PROBLEM DETAILS - Return, without any change, the lines of the records below from the line with "Could you point out the 1960" up to and including the line with "column 882, row 465".

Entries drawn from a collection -

#####

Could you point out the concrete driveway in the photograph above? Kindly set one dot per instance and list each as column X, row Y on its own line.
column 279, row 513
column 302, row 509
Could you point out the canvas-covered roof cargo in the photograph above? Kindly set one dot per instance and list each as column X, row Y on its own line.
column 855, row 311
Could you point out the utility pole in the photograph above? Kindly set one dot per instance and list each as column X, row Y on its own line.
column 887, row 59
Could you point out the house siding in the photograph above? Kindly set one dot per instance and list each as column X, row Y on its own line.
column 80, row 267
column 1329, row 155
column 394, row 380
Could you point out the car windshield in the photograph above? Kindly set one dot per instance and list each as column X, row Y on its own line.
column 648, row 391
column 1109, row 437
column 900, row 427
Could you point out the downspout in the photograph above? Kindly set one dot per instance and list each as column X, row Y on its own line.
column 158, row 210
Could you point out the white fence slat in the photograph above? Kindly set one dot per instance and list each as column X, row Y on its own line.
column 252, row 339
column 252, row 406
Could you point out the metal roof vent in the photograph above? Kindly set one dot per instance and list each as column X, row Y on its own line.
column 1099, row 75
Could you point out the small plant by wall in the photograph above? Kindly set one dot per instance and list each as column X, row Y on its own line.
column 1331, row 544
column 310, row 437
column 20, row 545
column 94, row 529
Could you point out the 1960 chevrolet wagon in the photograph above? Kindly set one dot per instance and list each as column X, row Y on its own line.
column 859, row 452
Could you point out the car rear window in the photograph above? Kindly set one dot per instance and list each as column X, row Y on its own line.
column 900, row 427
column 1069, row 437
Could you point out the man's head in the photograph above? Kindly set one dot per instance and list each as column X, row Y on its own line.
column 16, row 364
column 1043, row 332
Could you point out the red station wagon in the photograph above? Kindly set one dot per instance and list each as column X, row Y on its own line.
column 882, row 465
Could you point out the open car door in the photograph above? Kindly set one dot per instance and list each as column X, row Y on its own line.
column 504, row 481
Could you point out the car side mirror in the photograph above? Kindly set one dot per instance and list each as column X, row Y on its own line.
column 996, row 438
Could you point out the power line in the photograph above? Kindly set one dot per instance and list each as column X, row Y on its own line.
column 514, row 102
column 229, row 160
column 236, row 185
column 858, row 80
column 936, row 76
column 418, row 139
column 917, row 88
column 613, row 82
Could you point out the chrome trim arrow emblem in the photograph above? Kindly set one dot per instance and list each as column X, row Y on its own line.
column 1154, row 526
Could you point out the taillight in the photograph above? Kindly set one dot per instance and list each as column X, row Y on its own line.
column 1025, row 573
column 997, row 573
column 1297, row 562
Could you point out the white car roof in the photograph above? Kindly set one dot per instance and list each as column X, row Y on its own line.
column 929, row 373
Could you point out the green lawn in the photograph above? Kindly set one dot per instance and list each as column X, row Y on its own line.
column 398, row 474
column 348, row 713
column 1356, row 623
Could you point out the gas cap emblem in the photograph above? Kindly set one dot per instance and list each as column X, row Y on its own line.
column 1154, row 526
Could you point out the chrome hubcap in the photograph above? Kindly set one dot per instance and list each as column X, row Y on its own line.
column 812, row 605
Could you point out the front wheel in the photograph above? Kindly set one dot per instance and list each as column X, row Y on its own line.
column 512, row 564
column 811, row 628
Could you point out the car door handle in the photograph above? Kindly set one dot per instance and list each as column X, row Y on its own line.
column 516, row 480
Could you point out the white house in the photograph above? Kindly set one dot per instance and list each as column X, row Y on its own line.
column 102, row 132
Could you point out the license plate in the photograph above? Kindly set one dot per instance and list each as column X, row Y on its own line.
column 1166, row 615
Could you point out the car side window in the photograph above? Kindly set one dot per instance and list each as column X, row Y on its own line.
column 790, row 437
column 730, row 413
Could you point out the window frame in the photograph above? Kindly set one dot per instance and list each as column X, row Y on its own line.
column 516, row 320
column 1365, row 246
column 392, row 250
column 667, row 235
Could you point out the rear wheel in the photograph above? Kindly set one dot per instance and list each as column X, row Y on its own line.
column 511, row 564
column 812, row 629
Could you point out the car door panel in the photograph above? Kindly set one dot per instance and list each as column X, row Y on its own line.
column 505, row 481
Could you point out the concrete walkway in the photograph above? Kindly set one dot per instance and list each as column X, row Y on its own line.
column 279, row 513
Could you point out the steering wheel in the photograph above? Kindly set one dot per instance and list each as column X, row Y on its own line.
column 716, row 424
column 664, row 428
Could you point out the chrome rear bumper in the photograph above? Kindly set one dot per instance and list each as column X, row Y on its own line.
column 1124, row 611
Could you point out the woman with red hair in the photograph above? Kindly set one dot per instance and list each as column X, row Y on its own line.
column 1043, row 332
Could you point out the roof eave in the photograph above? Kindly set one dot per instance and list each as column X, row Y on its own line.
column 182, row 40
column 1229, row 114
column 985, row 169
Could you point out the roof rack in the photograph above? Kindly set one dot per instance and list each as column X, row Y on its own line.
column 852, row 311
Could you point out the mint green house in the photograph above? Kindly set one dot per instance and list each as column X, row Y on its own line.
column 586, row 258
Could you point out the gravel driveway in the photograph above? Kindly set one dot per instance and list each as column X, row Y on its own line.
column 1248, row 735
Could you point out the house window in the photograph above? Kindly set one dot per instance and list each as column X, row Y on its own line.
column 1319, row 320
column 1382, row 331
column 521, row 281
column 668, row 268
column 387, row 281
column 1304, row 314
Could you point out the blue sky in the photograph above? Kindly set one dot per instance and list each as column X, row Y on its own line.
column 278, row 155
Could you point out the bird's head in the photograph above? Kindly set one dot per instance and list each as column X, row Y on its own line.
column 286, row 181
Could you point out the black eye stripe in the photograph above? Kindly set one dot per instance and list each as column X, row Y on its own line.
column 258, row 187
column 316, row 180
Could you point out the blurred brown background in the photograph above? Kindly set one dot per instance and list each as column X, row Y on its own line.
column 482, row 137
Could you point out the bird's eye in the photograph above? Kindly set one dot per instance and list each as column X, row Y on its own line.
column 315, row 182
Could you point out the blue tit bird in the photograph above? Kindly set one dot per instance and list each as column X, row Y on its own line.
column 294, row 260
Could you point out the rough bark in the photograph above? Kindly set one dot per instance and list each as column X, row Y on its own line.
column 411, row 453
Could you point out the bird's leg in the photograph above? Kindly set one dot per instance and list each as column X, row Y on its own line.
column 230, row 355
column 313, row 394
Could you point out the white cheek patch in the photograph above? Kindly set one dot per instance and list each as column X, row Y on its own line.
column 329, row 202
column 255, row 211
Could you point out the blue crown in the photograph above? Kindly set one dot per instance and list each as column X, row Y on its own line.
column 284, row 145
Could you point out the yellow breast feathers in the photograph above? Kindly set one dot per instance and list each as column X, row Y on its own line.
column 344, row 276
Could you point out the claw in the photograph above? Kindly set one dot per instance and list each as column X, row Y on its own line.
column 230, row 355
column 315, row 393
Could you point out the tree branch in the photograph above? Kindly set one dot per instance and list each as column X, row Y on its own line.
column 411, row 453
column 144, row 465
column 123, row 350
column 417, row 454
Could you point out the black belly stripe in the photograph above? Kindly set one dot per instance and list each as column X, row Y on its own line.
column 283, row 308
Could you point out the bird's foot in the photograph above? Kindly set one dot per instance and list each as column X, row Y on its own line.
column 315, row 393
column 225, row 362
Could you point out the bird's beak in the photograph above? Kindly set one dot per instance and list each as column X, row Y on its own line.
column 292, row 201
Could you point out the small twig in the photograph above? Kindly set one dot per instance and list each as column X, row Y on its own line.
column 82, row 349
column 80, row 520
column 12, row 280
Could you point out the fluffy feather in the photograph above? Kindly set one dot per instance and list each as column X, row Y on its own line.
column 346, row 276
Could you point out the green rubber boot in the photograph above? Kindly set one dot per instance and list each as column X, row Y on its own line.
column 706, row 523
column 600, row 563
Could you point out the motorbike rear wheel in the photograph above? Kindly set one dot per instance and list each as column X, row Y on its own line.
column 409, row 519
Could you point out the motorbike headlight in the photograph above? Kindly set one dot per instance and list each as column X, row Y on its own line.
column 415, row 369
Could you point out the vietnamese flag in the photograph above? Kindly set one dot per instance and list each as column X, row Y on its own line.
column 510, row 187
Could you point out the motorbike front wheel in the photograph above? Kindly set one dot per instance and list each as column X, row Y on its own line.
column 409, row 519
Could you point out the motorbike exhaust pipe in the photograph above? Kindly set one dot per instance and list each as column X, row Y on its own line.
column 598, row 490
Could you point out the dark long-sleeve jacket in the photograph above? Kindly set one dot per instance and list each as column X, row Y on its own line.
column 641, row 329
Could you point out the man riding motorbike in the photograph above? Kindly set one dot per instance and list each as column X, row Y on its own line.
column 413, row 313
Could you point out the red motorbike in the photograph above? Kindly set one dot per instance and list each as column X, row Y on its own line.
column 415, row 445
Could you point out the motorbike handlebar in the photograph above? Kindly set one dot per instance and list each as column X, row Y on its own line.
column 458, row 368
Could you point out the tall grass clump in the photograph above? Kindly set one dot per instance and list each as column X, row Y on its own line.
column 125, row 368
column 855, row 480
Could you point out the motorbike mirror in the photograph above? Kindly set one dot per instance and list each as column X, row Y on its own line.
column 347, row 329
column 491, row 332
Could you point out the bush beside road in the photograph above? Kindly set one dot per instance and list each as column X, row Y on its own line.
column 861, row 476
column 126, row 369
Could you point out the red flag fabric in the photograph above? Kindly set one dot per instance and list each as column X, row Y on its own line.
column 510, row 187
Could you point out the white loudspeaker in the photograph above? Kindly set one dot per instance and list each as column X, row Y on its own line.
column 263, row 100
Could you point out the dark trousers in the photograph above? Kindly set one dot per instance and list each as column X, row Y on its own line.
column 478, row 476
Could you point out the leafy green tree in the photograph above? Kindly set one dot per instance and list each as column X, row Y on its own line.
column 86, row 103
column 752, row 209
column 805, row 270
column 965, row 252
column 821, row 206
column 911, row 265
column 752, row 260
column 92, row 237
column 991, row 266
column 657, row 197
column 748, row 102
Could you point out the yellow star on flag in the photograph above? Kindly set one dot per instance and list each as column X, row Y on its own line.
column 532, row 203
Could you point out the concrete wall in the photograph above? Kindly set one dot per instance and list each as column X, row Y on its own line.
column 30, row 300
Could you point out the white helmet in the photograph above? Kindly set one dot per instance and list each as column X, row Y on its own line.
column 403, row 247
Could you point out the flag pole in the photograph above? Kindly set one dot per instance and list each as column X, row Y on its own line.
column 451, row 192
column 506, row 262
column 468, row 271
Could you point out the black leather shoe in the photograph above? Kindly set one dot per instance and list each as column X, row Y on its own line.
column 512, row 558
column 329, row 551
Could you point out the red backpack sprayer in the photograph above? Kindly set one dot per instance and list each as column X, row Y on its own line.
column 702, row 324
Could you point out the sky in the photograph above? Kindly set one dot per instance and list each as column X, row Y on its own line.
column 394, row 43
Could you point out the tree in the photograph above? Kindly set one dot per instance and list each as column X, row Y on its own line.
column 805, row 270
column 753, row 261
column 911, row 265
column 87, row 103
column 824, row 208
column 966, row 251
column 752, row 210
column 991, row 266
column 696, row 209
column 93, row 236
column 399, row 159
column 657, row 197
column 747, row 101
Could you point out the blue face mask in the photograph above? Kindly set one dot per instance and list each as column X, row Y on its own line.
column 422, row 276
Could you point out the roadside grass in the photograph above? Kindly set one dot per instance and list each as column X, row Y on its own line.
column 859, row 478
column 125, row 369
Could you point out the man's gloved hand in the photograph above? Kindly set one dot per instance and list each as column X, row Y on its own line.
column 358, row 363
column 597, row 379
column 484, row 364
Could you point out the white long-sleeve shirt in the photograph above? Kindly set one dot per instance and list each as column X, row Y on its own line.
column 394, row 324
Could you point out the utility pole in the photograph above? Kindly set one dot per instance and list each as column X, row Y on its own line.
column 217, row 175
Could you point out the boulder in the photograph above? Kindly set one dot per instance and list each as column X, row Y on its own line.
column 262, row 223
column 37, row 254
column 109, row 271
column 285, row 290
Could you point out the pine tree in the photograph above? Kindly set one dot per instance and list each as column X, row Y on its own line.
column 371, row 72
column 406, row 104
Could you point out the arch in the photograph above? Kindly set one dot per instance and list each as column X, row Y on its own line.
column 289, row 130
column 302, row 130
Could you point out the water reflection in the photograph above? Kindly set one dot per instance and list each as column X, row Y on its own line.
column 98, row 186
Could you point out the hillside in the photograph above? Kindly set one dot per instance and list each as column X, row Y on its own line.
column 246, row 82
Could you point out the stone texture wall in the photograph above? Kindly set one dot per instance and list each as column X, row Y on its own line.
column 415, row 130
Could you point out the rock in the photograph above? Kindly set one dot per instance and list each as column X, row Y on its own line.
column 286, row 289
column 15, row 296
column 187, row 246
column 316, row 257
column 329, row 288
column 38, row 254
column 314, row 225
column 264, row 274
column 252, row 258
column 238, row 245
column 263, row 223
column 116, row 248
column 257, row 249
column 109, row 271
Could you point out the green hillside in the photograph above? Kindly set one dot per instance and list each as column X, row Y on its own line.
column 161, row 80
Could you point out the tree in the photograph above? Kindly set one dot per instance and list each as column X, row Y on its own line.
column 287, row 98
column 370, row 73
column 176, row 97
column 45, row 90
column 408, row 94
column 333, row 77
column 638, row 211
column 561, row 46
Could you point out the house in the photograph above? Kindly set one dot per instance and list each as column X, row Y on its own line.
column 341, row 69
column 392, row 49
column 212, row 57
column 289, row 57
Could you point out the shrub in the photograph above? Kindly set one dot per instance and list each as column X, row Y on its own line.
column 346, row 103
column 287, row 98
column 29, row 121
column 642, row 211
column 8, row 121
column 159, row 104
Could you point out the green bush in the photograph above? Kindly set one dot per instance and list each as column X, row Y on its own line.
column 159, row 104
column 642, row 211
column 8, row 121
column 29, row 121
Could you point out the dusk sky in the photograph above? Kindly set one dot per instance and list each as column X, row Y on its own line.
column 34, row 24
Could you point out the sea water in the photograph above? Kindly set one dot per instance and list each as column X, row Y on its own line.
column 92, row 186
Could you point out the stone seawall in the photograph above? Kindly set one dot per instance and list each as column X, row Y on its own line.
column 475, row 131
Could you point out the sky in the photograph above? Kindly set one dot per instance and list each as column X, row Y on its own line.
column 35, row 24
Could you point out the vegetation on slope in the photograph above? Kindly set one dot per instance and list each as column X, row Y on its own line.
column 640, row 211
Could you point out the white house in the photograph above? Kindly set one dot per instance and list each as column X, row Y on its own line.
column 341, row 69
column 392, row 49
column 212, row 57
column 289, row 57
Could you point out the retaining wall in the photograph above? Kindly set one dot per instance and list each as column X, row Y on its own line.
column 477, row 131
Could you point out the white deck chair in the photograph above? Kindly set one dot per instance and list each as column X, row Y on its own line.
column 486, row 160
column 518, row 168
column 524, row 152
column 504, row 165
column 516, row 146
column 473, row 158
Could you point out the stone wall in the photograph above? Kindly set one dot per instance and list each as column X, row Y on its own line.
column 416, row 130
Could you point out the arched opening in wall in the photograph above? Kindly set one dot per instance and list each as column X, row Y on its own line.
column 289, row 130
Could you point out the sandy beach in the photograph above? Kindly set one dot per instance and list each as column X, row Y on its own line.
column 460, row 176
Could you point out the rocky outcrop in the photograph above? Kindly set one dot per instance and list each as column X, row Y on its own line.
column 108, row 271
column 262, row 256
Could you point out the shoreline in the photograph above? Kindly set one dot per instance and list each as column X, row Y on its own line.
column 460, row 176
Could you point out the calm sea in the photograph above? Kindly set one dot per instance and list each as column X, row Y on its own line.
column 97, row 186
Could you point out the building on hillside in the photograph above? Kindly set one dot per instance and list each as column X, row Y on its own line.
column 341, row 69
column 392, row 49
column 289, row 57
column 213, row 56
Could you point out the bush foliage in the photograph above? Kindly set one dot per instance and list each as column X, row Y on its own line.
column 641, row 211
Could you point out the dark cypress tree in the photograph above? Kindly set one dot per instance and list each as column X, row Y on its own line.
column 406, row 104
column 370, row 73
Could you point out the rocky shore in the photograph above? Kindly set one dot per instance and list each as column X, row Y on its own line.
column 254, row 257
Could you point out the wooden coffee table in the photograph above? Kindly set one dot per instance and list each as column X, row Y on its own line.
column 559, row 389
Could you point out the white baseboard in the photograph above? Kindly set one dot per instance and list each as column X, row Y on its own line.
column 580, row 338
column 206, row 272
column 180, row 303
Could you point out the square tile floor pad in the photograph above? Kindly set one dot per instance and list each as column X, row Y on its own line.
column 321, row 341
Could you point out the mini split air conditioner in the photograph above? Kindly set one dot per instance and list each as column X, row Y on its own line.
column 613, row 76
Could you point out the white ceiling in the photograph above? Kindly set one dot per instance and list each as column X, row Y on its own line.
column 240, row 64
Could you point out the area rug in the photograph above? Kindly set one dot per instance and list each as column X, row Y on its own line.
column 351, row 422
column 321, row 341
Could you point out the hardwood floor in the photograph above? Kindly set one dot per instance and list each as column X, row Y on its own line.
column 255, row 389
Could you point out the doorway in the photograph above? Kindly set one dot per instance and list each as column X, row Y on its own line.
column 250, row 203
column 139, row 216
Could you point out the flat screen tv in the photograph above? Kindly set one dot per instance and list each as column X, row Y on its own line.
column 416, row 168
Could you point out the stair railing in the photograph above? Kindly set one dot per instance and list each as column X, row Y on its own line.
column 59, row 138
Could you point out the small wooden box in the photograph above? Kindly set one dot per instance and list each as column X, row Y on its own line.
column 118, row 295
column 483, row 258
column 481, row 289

#####

RESPONSE TO THE EXERCISE -
Could you point out the 1960 chevrolet wagon in the photograph above? Kindly set one dot per instance and list each as column X, row Y on its own line.
column 859, row 452
Could you point out the car rear window in the photograph above? Kindly set one dot per instance and list each as column X, row Y on its own line.
column 900, row 427
column 1069, row 437
Could you point out the man's head in the photograph above? Kindly set one dot per instance and list each as column X, row Y on its own line.
column 16, row 364
column 1043, row 332
Could you point out the red station wagon in the photograph above? Kindly set one dot per instance and list each as column X, row Y on its own line.
column 882, row 465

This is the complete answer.